• What you are asked to do
Put the lines below into a Markdown table with the columns Row and Line, numbering each row in order and omitting any blank lines.

• Data excerpts
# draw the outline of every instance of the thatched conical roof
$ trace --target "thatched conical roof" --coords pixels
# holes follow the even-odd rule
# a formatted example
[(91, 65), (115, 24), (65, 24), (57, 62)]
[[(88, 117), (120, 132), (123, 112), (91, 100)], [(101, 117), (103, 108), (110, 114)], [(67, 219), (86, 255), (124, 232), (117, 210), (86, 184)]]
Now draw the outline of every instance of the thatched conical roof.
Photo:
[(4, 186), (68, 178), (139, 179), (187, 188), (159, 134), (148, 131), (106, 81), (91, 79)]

• Solved exercise
| Row | Line |
|---|---|
| 1 | # draw the outline of every instance of the thatched conical roof |
| 2 | $ trace --target "thatched conical roof" --coords pixels |
| 3 | # holes follow the even-odd rule |
| 4 | # a formatted example |
| 5 | [(91, 65), (115, 24), (65, 24), (57, 62)] |
| 6 | [[(88, 117), (120, 132), (123, 112), (91, 100)], [(101, 117), (103, 108), (110, 114)], [(67, 219), (86, 255), (124, 232), (117, 210), (86, 184)]] |
| 7 | Now draw the outline of every instance of the thatched conical roof. |
| 8 | Photo: |
| 9 | [(4, 186), (68, 178), (139, 179), (187, 188), (159, 134), (148, 131), (106, 81), (91, 79)] |